This image sews US Air Force technician personnel Airman 1st Class Jackson Ligon (L) and Senior Airman Jonathan Marinaccio from the 341st Missile Maintenance Squadron connecting a re-entry system to a spacer on an intercontinental ballistic missile during an exercise. (File photo via WP by US Air Force)

The US Air Force has found unsafe levels of a likely carcinogen at a military base where a large number of men and women have reported cancer diagnoses.

The discovery of Polychlorinated Biphenyls (PCBs) in an underground launch control center at a Montana nuclear missile base “is the first from an extensive sampling of active US intercontinental ballistic missile bases to address specific cancer concerns raised by missile community members,” Air Force Global Strike Command said in a press release on Monday.

The two launch facilities at Malmstrom Air Force Base in Montana showed PCB levels higher than the thresholds recommended by the Environmental Protection Agency, it said.

The EPA classifies PCBs, which are oily or waxy substances, as proven animal carcinogens and probable human carcinogens with the potential to cause rare blood cancers among other types.

In the meantime, US Gen. Thomas Bussiere, commander of Air Force Global Strike Command, directed his subordinates to note and address the issue and take “immediate measures to begin the cleanup process for the affected facilities and mitigate exposure by our Airmen and Guardians to potentially hazardous conditions,” according to the Monday press release.

After a military briefing was obtained by The Associated Press in January showing that at least nine current or former missileers at Malmstrom were diagnosed with non-Hodgkin lymphoma, a rare blood cancer, the Air Force School of Aerospace Medicine launched a study to look at cancers among the entire missile community.

And, based on new data from a grassroots group of former missile launch officers and their surviving family members, there could be hundreds more cancers of all types.

The Torchlight Initiative found that at least 268 troops who served at nuclear missile sites, or their surviving family members, have self-reported being diagnosed with cancer, blood diseases, or other illnesses over the past several decades.

It is noteworthy that the missileer community is very small. Only a few hundred airmen serve as missileers at the country's three silo-launched Minuteman III intercontinental ballistic missile bases at Malmstrom, FE Warren Air Force Base in Wyoming and Minot Air Force Base in North Dakota.

Since the Minuteman operations began in the early 1960s, there have been only about 21,000 missileers, in total.

Minuteman missileers serve in underground launch control centers where they are responsible for monitoring, and if needed, launching fields of silo-based nuclear weapons.

Missileers spend their duty time on watch in underground bunkers, ready to turn the key and fire Minuteman III intercontinental ballistic missiles if ordered to do so by the US President.

The infrastructure and equipment at the sites are decades old and missileers have raised health concerns multiple times over ventilation, water quality and potential toxins they cannot avoid as they spend 24 to 48-hour shifts on duty underground.

The US Air Force’s carcinogens report comes as the risk of nuclear weapons is higher than at any time since the Cold War era, according to the United Nations.

Max Blumenthal, founder and editor-in-chief of The Grayzone, rebuked the United States, followed by its Western lackeys, for knowingly “escalating a proxy war against the world’s largest nuclear Power”. 

Blumenthal recalled that US President Joe Biden in March 2022 characterized the West's provision of weapons and munitions to Ukraine to fight Russia as “World War III”.

He noted that “Biden changed his tune” just over a year later, asking, “Why are we tempting nuclear annihilation by flooding Ukraine with advanced weapons and sabotaging negotiations at every turn?”

• What to produce: Please list every Air Force base that the text about carcinogens at missile bases names, along with the state given for each.

(Descriptions of regions in natural language)

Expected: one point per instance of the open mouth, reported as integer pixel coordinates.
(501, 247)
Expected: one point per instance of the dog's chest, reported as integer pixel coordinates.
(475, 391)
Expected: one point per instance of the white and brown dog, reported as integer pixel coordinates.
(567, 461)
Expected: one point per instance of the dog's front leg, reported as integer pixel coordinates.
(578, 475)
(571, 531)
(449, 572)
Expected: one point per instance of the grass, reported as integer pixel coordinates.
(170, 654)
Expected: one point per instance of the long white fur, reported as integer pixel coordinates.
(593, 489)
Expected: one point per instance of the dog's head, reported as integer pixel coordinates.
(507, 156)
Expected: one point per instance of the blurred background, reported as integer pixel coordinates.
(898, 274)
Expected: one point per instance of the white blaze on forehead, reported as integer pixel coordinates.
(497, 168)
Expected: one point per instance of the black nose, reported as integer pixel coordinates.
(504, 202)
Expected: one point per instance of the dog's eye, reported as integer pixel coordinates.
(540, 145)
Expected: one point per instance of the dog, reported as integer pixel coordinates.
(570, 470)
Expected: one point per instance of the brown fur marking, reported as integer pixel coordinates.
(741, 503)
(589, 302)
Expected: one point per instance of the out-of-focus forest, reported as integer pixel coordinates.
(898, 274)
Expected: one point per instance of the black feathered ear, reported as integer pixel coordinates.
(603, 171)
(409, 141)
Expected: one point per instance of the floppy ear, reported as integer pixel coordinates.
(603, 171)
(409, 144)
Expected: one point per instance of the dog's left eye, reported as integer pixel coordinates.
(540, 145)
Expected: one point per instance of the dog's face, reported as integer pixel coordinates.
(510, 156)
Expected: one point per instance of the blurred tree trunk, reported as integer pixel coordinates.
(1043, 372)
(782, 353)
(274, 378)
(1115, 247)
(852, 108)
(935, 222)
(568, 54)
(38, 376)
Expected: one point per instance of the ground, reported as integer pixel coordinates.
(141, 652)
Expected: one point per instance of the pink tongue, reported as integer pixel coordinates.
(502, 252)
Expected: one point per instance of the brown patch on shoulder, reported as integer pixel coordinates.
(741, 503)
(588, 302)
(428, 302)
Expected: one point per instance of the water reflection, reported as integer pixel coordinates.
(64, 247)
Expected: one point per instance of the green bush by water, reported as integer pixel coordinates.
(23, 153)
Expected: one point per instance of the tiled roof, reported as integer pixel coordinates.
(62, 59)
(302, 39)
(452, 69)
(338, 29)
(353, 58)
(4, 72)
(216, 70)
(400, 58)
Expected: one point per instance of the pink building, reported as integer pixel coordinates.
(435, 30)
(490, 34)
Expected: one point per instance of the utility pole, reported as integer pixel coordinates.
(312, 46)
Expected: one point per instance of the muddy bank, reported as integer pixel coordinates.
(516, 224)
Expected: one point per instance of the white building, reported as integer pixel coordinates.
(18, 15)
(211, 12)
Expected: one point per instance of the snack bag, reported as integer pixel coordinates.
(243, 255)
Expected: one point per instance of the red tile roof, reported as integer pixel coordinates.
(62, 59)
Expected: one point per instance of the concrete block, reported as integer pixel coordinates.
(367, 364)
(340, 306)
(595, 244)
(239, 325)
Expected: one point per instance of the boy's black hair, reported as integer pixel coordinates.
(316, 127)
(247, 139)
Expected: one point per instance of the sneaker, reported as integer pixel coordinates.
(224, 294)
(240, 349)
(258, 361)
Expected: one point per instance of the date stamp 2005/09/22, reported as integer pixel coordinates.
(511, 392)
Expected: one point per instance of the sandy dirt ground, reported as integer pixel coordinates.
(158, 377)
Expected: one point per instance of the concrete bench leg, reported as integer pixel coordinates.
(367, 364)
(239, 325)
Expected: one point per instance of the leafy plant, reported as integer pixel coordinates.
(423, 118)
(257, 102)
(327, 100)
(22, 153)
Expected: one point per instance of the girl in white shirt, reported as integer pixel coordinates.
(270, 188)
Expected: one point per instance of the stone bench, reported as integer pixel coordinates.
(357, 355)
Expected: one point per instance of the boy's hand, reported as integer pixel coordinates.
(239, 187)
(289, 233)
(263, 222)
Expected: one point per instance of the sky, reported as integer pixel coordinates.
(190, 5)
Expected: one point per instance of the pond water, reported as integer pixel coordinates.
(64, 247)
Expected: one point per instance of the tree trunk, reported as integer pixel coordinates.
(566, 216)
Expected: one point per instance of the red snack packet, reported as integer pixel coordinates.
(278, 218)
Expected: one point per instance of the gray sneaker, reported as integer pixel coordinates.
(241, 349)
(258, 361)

• Solution to this task:
- Malmstrom Air Force Base, Montana
- FE Warren Air Force Base, Wyoming
- Minot Air Force Base, North Dakota